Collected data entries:
# # #

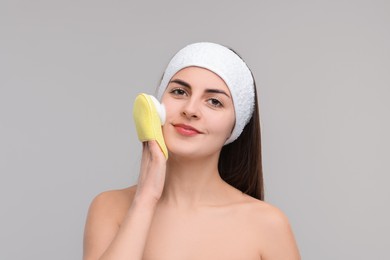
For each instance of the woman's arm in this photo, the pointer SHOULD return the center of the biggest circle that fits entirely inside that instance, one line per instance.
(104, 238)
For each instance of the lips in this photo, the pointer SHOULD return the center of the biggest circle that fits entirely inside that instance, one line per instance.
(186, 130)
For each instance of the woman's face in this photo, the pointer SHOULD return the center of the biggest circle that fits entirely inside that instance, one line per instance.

# # #

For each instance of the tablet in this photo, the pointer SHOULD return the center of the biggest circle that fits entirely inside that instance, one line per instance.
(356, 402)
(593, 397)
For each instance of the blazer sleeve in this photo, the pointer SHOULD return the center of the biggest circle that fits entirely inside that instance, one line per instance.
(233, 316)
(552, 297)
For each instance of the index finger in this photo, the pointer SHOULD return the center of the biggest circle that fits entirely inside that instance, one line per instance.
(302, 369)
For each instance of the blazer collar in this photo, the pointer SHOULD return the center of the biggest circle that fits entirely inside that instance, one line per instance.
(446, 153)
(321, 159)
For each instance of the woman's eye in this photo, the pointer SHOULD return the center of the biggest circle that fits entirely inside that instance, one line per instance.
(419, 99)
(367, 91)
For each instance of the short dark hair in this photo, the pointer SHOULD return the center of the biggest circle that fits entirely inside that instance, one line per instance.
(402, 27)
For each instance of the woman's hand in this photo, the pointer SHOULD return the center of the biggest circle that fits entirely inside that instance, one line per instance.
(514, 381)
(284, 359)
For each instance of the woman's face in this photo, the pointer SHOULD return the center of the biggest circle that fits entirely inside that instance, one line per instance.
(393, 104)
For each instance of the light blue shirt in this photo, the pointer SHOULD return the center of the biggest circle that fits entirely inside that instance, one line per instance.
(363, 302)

# # #

_Aim_:
How many lines in the rows above contain the string "woman", matching case exactly? Reply with the number alone.

_Complete response_:
5